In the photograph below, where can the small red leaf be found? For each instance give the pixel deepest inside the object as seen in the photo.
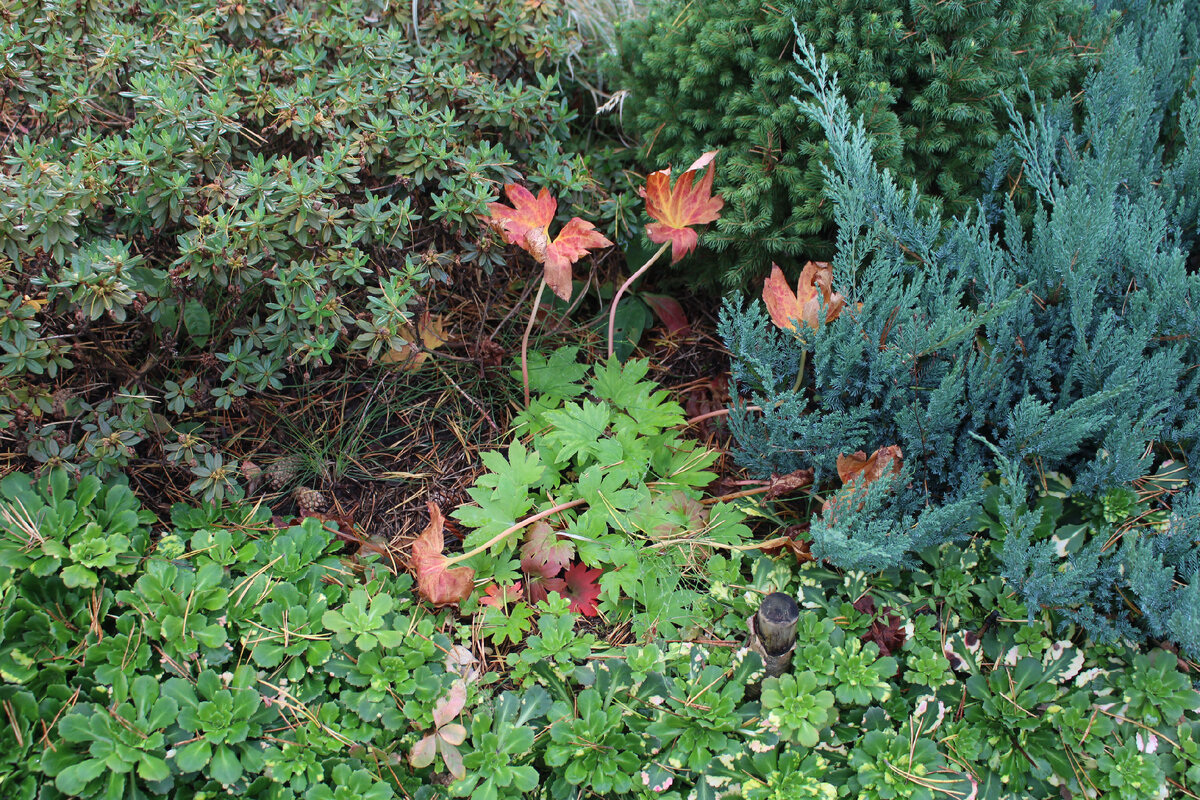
(498, 596)
(669, 310)
(436, 582)
(539, 588)
(450, 705)
(544, 553)
(582, 589)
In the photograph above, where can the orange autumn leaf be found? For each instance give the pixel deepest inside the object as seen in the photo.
(815, 288)
(411, 356)
(870, 468)
(687, 204)
(526, 223)
(436, 582)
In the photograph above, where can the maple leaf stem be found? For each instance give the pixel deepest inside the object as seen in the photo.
(525, 340)
(508, 531)
(799, 376)
(616, 298)
(720, 411)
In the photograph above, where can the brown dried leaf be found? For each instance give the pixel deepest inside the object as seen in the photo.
(436, 582)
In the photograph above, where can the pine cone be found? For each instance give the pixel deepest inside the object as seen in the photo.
(283, 470)
(309, 500)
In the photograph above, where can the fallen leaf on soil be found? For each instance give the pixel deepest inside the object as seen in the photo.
(437, 583)
(498, 596)
(669, 311)
(409, 356)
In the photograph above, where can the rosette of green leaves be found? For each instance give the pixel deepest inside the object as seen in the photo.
(501, 739)
(593, 739)
(125, 746)
(798, 705)
(223, 717)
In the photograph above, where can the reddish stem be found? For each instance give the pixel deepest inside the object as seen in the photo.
(616, 298)
(508, 531)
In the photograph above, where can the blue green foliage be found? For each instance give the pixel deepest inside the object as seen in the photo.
(1065, 337)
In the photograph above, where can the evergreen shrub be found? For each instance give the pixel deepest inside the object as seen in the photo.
(199, 199)
(1068, 346)
(927, 77)
(215, 654)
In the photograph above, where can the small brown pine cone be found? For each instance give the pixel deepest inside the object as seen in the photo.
(309, 500)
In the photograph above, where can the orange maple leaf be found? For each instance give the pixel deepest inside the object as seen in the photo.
(677, 209)
(435, 582)
(869, 468)
(526, 223)
(859, 470)
(815, 288)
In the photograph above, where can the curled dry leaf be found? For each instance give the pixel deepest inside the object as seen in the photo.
(815, 288)
(869, 468)
(411, 356)
(435, 582)
(498, 596)
(675, 209)
(781, 485)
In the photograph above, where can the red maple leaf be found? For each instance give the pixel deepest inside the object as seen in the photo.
(526, 223)
(498, 596)
(436, 582)
(581, 589)
(886, 630)
(685, 204)
(544, 553)
(539, 587)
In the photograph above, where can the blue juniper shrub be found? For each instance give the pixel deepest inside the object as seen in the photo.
(927, 77)
(1065, 344)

§ **TASK OBJECTIVE**: Word for word, retype all of the data above, but include no pictures.

§ **RESPONSE TO THE TASK**:
In the photograph below, where can the small red leaf be found? For each instance give the pixel deepest inside the object as seen in the photo.
(498, 596)
(669, 310)
(436, 582)
(539, 588)
(450, 705)
(544, 553)
(582, 589)
In the photograph above, where can the orange autumn leaf be found? For each instance give the pixel deepest inside the object as seen in the photo.
(815, 288)
(411, 356)
(870, 468)
(687, 204)
(526, 223)
(436, 582)
In the photograph above, where can the maple leaf stem be found? For each instance give the pixel deepest inside the object as seen in the photo.
(525, 340)
(508, 531)
(799, 376)
(616, 298)
(720, 411)
In the photograph above, where can the brown dried leaf be found? For each instance give the pixel deepest inside the object as seen in the photo.
(436, 582)
In the photograph above, where can the pine cone be found? For each instance give the pixel deepest inside the object as seen in the photo.
(283, 470)
(309, 500)
In the photograph above, where can the fallen leaf on soil be found? For each instance give the pixel deepest inside the object as seen in the photo.
(437, 583)
(498, 596)
(669, 311)
(409, 356)
In the photograph above, where can the rosette of green leaves be found? For each instance give the pixel deepest inside the object as seen in the photo.
(501, 739)
(593, 739)
(125, 746)
(798, 705)
(223, 717)
In the photograph above, where can the reddish stem be found? For each instance give the pixel deepest inside the object as seen in the photo.
(616, 298)
(508, 531)
In the photograph above, where can the blue green foliage be found? For each instance give the pixel deepest inside the object as seen in the photo.
(1065, 337)
In the photograph above, where can the evergreen shrub be found? For each instance give the pixel deepest inside the object as seen in the photo.
(199, 199)
(1068, 346)
(927, 77)
(215, 654)
In the photograph above, where can the small brown pine cone be found? For each instance give the pixel deepest inside the object as seen in the photo.
(309, 500)
In the photograph above, where can the orange maple leaf be found? For each instance give the pixel deepest inside the object as seen in the photo.
(677, 209)
(435, 582)
(869, 468)
(526, 223)
(859, 470)
(815, 288)
In the photograph above, where can the curled dry leaf be found? For each instance give the pixel deepest inside the object as seen in the photo.
(815, 288)
(869, 468)
(411, 356)
(435, 582)
(498, 596)
(675, 209)
(781, 485)
In the photograph above, where can the red maple leaf be found? For each instance give the pixel deepest inside the object as seen in the photo.
(526, 223)
(498, 596)
(436, 582)
(581, 589)
(886, 630)
(685, 204)
(544, 553)
(539, 587)
In the photograph above, where can the blue juniper shrub be found? For each instance give the pixel deepest inside the object as seen in the photo.
(927, 77)
(1065, 344)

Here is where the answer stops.